● WHAT YOU SHOULD DO: Repeat the lines below without changing a single character.

● Coordinate labeling data:
---

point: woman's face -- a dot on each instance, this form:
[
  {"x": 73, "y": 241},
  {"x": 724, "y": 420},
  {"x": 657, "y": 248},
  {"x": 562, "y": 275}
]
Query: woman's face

---

● ANSWER TO THIS EXERCISE:
point: woman's face -- a dot on each instance, this form:
[
  {"x": 73, "y": 241},
  {"x": 724, "y": 420},
  {"x": 657, "y": 248},
  {"x": 562, "y": 275}
]
Query: woman's face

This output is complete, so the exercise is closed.